Required task =>
Rewrite the lines below with every coordinate in the answers offset by 46, keeping the requests intact. Leave the pictures out.

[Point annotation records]
____
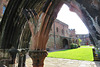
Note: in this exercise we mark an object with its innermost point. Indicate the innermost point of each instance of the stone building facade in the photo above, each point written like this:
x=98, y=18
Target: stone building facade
x=85, y=39
x=3, y=5
x=60, y=36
____
Output for this task =>
Note: in this exercise we mark an object with its innermost point. Indicate the innermost point of each instance of the stone building facade in the photo above, each point written like this:
x=98, y=18
Target: stone building facade
x=131, y=85
x=49, y=51
x=106, y=82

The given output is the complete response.